### Serie de ejercicios
1. Según el texto sobre turismo espacial, ¿cuánto duró como máximo la ingravidez del aventurero?
2. Copia del texto sobre turismo espacial el fragmento que va desde "En fin, que" hasta "encontremos en Internet.", ambos incluidos.

### Texto extraído
↓

Pero como la alineación de planetas no tiene firmado un contrato con Amazon y Mediaset y por mucho que me fastidie no haber visto nunca los anillos de Neptuno, no puede pasar una semana sin escupir, tragar, regurgitar parte de la información que llegó al lóbulo frontal directa del hipocampo de mi cerebro, como Calleja y compañía de la superficie terrestre a más allá de la línea de Kárman. Lo que sucede bajo un cráneo frente a la experiencia de un grupo de turistas espaciales que viajan en el interior de una nave faloforme –no sé si existe la palabra, pero debería si atendemos a la realidad que nos domina–. Davicillo dice que no le sorprende ese alarde de falocentrismo, dado el propietario del vehículo interplanetario, y que no es casualidad. Creo que tiene razón.

Y qué poco tiempo y cuánto dinero hacen falta para cumplir el sueño de un niño. Me alegro por el leonés, más a sabiendas de que no hay nada más puro que ese estadio vital que Nietzsche describía como cumbre del espíritu, pero no puedo sino pensar en cómo harán las plataformas para justificar con varios episodios los no más de tres minutos de ingravidez del aventurero. Habrá que ver la taquillera serie documental.

En fin, que lo que algunos vendieron como una hazaña aeroespacial no ha resultado ser algo distinto de una nueva muestra de las muchas puertas que abren los billetes. Que más que un hito de la historia, ese viaje –casi totalmente inútil en términos científicos– no difiere demasiado en intenciones del que haré yo en verano con mis amigas a Dolomitas en el avión comercial más barato que encontremos en Internet. 

Que aquel «ascensor espacial» estuvo unos puñados de segundos habitado por «domingueros del espacio» –¡qué acertadas las palabras de Javier Salas en El País!– que gastaron en subir, como quien pulsa en el último piso del elevador del trabajo por curiosidad, y bajar una morterada de dinero que muchos no podemos ni imaginar. Lo mejor es que uno de esos «domingueros» repetía trayecto en el «ascensor». 

Qué excentricidad. Qué opulencia. Qué cosa más de ricos.

↑

Fragmentos de datos de cuadros delimitadores
↓

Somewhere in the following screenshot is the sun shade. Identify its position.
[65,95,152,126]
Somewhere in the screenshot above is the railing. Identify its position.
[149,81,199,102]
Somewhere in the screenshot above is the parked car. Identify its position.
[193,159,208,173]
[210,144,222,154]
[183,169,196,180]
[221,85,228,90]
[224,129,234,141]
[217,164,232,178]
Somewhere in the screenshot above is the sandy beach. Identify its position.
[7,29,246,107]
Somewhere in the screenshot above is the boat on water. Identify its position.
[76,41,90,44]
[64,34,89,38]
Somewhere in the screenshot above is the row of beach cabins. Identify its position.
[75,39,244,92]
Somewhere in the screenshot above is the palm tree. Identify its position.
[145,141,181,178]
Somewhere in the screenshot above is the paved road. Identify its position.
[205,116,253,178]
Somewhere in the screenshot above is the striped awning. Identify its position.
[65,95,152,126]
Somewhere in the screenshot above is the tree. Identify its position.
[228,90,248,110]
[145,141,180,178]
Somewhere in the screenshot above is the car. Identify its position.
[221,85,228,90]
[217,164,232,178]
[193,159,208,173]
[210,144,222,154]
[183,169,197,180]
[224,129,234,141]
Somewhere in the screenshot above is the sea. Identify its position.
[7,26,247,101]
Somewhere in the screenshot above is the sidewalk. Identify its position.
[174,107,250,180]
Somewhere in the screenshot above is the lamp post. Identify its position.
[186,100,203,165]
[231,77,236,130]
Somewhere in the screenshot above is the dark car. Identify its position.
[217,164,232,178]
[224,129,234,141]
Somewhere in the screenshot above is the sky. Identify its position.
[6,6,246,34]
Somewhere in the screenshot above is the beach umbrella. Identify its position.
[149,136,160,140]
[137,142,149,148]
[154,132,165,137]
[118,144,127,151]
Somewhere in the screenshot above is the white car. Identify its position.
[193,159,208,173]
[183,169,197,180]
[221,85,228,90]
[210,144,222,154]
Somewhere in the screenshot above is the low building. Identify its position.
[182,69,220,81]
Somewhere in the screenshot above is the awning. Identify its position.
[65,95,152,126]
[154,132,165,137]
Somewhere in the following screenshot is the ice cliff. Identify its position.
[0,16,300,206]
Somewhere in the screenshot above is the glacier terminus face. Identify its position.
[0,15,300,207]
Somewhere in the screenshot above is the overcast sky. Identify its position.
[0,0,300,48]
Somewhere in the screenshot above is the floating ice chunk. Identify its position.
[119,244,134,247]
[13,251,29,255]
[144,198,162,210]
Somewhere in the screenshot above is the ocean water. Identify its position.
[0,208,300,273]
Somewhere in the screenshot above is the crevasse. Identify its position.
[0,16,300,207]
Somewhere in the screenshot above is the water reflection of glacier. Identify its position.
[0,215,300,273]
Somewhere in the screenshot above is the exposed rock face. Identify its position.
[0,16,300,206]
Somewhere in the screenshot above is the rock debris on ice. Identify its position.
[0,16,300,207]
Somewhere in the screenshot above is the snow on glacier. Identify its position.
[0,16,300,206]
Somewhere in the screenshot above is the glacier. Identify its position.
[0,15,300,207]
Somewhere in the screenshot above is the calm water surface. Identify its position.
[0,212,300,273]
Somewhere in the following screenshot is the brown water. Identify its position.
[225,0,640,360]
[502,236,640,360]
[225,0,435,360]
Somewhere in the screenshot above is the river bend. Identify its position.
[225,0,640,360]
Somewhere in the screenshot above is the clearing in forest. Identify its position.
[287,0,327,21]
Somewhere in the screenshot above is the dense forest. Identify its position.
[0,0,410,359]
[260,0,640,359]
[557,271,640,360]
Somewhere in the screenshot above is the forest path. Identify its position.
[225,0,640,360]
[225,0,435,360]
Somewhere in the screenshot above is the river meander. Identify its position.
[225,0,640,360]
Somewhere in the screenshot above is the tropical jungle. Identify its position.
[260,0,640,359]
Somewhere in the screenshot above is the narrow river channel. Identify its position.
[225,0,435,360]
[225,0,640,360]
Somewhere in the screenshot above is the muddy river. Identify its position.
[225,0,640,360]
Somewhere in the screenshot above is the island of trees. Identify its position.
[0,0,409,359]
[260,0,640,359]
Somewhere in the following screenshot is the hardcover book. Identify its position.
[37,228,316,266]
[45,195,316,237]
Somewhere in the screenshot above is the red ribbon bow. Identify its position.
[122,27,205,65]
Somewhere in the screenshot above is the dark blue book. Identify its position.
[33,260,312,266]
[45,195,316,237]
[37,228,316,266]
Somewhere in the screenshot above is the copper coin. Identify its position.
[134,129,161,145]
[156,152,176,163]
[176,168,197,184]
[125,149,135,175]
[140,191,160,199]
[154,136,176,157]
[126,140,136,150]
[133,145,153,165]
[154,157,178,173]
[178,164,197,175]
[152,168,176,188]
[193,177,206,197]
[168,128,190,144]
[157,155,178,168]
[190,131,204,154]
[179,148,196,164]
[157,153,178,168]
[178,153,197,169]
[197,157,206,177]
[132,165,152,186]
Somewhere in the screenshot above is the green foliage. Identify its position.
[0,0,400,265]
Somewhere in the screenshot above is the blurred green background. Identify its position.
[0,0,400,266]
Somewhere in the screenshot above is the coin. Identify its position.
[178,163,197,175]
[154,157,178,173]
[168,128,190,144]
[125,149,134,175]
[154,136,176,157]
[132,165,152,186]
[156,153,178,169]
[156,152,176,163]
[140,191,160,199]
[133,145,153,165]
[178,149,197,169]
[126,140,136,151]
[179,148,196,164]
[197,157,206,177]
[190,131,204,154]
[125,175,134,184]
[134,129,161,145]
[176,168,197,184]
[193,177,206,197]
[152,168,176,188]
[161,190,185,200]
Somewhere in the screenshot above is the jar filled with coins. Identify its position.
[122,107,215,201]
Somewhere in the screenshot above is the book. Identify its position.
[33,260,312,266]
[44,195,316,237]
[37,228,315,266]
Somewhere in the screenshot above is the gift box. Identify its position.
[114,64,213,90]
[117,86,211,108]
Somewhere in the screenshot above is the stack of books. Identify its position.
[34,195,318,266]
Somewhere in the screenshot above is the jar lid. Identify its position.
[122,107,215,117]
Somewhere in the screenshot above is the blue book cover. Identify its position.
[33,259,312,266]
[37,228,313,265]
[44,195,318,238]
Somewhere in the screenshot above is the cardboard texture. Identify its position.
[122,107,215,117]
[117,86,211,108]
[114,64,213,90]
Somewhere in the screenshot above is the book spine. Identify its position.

↑

### Soluciones
1. No más de tres minutos.

2.
En fin, que lo que algunos vendieron como una hazaña aeroespacial no ha resultado ser algo distinto de una nueva muestra de las muchas puertas que abren los billetes. Que más que un hito de la historia, ese viaje –casi totalmente inútil en términos científicos– no difiere demasiado en intenciones del que haré yo en verano con mis amigas a Dolomitas en el avión comercial más barato que encontremos en Internet.